◆ **TASK BRIEF**
Below are records. Transcribe exactly the lines from the one that contains "Every instance of the pink" through the last line, leaving any pictures out.

◆ **DATA EXTRACT**
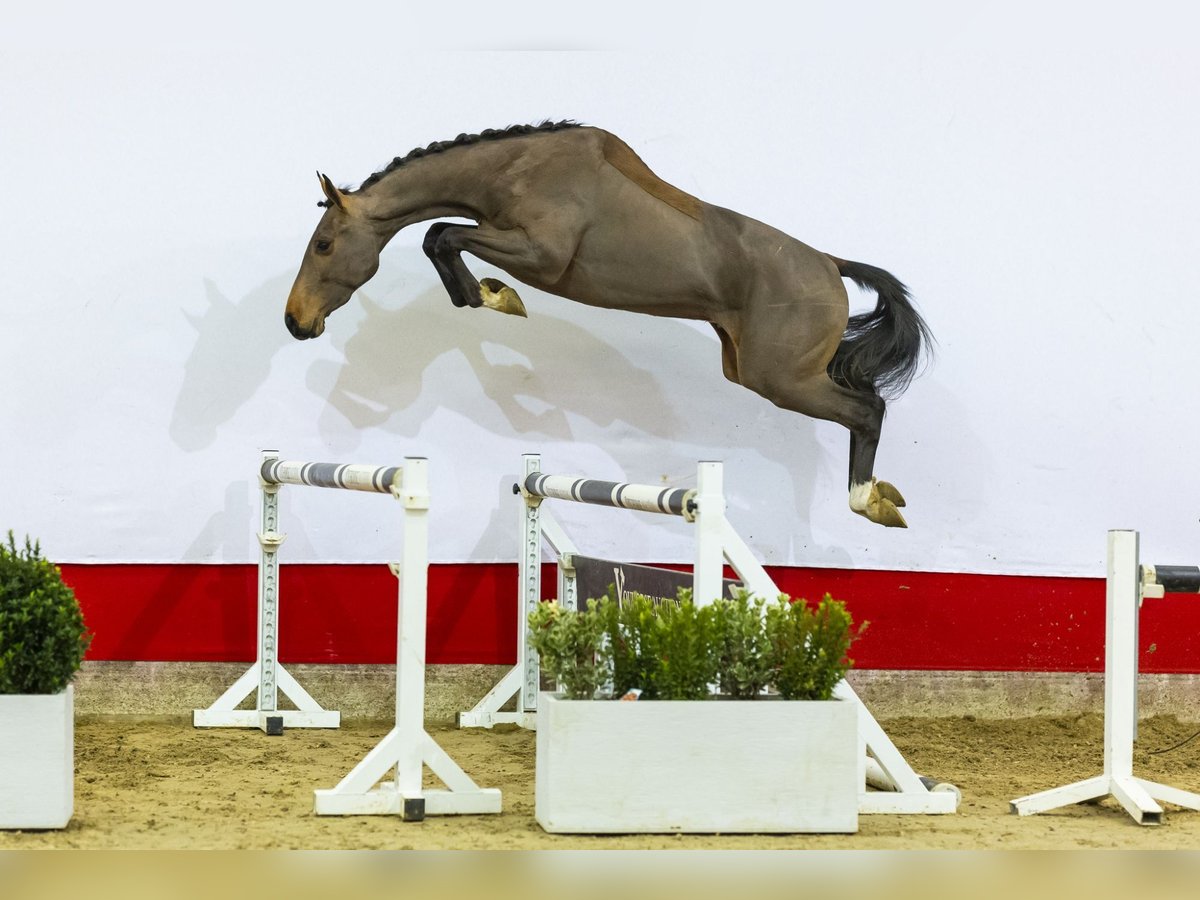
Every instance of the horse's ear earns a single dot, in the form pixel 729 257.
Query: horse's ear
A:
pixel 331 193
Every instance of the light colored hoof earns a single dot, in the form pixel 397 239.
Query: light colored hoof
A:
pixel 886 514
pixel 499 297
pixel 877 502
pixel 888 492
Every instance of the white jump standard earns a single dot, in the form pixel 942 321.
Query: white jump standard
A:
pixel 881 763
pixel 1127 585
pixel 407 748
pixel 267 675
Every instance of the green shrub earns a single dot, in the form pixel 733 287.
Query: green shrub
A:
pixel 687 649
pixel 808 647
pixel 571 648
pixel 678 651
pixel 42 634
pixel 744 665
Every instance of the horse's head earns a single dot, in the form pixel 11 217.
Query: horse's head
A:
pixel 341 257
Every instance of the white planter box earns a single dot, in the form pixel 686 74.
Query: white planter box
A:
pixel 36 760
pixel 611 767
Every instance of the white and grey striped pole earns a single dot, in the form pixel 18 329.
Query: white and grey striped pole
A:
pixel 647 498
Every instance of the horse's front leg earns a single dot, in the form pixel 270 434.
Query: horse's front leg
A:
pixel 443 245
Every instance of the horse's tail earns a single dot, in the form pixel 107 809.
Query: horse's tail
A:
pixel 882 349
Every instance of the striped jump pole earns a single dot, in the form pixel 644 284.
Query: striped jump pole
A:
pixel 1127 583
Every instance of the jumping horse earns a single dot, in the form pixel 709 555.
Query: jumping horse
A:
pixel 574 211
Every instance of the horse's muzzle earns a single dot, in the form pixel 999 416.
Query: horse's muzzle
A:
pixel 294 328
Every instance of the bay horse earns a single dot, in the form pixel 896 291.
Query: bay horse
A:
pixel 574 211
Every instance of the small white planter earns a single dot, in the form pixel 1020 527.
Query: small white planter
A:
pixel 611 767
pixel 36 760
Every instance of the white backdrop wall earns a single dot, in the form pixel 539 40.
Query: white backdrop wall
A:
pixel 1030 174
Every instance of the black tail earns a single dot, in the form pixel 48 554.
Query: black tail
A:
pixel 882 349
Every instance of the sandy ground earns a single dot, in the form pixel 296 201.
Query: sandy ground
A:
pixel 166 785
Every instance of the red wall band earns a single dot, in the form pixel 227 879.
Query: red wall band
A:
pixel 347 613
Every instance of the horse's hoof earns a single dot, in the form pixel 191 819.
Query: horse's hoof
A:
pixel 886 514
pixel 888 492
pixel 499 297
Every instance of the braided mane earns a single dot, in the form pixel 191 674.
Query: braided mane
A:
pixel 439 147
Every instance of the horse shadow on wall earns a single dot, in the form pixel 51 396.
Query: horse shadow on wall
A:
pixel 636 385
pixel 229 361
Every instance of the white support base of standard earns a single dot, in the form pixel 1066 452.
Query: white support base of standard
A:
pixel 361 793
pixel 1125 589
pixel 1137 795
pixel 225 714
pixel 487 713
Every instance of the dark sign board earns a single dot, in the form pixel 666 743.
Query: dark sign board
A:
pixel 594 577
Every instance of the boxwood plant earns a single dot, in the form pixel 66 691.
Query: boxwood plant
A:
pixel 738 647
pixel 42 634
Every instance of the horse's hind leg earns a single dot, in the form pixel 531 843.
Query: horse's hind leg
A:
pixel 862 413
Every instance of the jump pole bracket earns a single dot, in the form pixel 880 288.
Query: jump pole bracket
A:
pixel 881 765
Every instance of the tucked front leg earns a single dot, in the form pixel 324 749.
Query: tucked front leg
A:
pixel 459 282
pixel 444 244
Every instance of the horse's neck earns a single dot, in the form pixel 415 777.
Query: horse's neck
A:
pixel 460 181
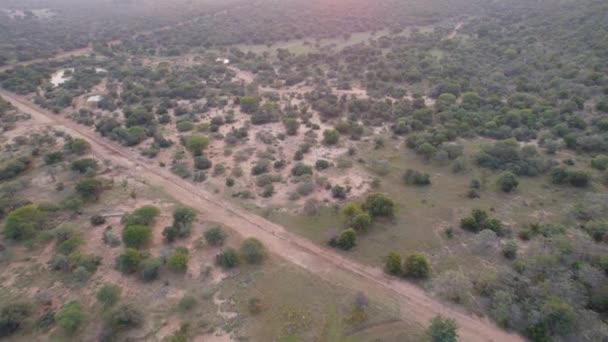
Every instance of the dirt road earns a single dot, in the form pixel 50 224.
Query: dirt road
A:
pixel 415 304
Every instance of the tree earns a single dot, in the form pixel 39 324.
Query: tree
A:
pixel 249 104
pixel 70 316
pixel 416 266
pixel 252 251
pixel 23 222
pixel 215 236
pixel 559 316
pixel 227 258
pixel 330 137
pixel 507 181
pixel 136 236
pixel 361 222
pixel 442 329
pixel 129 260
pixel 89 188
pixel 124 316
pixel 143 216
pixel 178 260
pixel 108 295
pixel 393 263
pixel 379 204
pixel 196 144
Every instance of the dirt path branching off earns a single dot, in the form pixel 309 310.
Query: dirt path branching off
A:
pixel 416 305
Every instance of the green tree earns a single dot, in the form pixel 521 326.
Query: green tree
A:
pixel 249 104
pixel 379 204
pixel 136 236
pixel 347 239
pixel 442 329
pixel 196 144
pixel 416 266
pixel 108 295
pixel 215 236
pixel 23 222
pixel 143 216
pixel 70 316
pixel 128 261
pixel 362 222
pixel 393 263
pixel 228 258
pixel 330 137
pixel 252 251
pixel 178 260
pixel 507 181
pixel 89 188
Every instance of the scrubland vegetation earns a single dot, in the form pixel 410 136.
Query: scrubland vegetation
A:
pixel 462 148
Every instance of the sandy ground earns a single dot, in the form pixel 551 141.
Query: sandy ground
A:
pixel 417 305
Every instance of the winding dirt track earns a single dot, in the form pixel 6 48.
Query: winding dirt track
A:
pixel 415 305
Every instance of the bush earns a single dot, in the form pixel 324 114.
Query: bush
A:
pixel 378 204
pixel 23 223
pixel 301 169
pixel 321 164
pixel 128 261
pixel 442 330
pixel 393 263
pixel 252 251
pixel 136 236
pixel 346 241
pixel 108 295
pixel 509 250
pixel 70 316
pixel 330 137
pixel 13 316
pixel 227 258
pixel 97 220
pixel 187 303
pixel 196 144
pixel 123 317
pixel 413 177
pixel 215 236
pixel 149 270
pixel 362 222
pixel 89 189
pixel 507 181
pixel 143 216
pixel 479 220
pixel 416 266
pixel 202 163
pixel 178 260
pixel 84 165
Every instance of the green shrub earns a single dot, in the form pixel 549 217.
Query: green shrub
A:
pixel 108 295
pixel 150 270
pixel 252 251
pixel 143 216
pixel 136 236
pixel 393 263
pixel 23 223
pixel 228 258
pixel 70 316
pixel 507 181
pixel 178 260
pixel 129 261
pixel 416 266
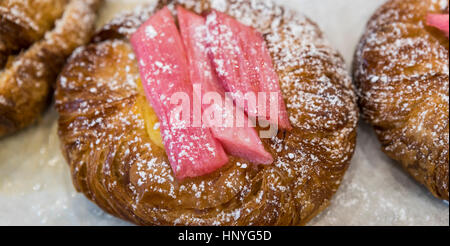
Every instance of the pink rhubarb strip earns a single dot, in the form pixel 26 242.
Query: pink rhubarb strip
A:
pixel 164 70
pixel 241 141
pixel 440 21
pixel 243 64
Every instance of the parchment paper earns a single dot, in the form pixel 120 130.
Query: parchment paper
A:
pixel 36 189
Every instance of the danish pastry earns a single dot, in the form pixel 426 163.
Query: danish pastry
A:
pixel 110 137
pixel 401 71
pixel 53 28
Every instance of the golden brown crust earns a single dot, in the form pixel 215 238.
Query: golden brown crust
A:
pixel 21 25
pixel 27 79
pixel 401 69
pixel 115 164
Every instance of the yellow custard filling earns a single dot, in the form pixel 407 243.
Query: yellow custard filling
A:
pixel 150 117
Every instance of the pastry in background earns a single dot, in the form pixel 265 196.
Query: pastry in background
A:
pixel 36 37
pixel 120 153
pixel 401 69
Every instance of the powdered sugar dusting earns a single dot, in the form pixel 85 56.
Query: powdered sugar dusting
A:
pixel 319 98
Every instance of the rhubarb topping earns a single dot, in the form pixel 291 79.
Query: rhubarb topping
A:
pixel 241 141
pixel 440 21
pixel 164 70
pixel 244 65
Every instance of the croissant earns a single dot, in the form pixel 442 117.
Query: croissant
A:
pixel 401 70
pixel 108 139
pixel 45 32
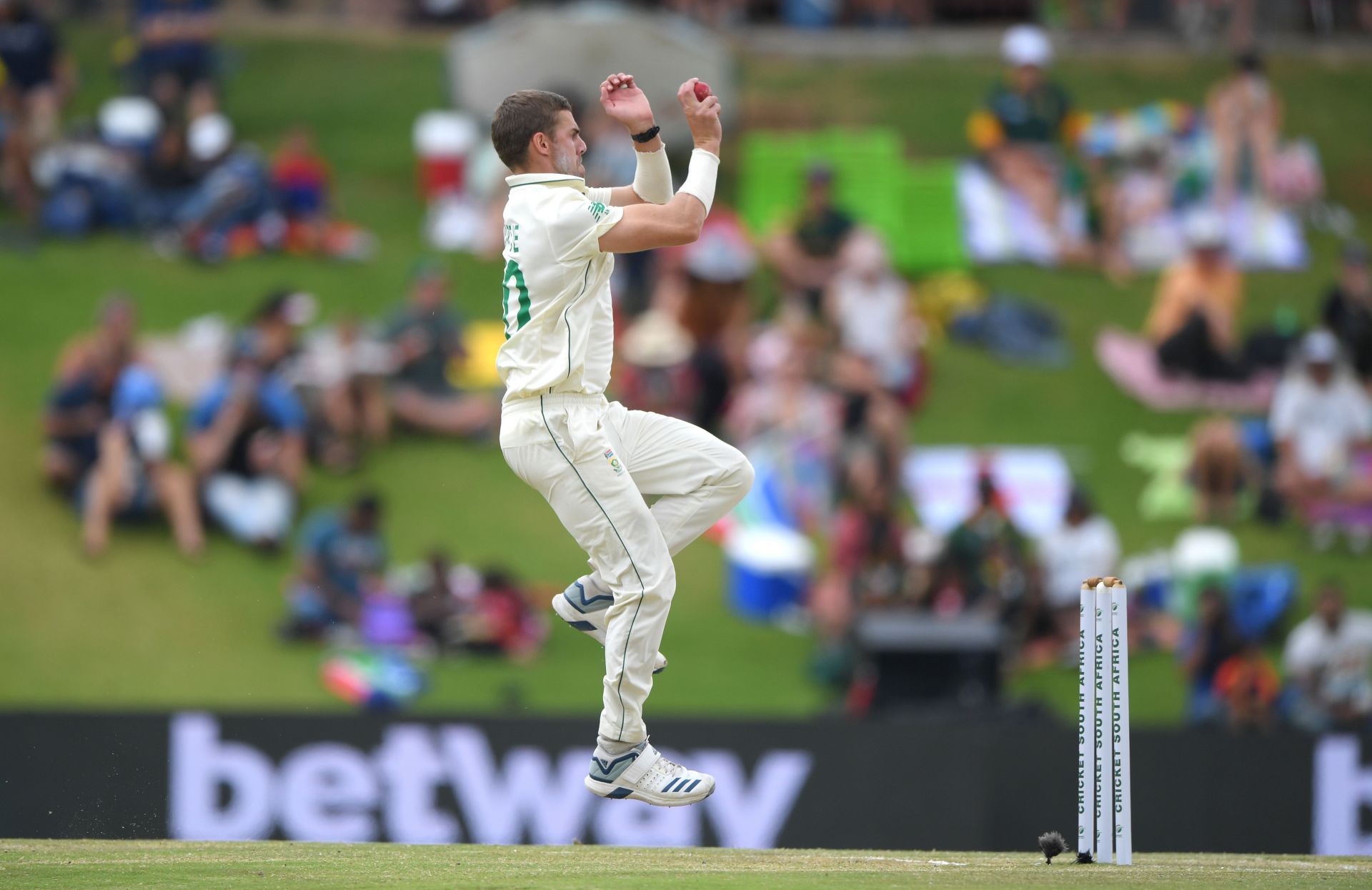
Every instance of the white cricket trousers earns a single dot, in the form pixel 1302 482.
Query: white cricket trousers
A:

◆ **ANSWER FOR THIS EXERCISE**
Every instance of the pink rhubarb strip earns a single dot, in the form pixel 26 242.
Query: pink rhubarb strip
A:
pixel 164 70
pixel 241 141
pixel 440 21
pixel 243 64
Every instance of the parchment paper earns a single dot, in the form pixel 120 130.
Query: parchment paper
A:
pixel 36 189
Every instance of the danish pastry earns a single dot, in the form pixel 426 163.
Query: danish pastry
A:
pixel 110 137
pixel 401 71
pixel 53 28
Every instance of the golden brown crust earns a single dot, in the form pixel 215 238.
Query: golden brown crust
A:
pixel 21 25
pixel 27 79
pixel 401 69
pixel 115 164
Every instance of the yellow custard filling earns a single dot, in the form pixel 407 243.
Query: yellow custard filling
A:
pixel 150 117
Every instance of the pastry in background earns a single dot, in the form pixel 265 196.
Query: pastry in background
A:
pixel 36 37
pixel 120 153
pixel 401 69
Every instance of the powdered sugar dusting earns a single dot, in the form pixel 85 56.
Query: powdered sugar dusting
A:
pixel 319 98
Every instance of the rhubarb topping earns a single dot, in the form pixel 291 79.
Query: rhubarb topping
A:
pixel 241 141
pixel 440 21
pixel 164 70
pixel 244 65
Every instance of the croissant earns a single dot, in the form pixel 442 117.
Query: croissant
A:
pixel 401 70
pixel 108 139
pixel 45 32
Every instance of the white cricket trousers earns a single dot, in the form pixel 1302 482.
Query: white cricket trousers
A:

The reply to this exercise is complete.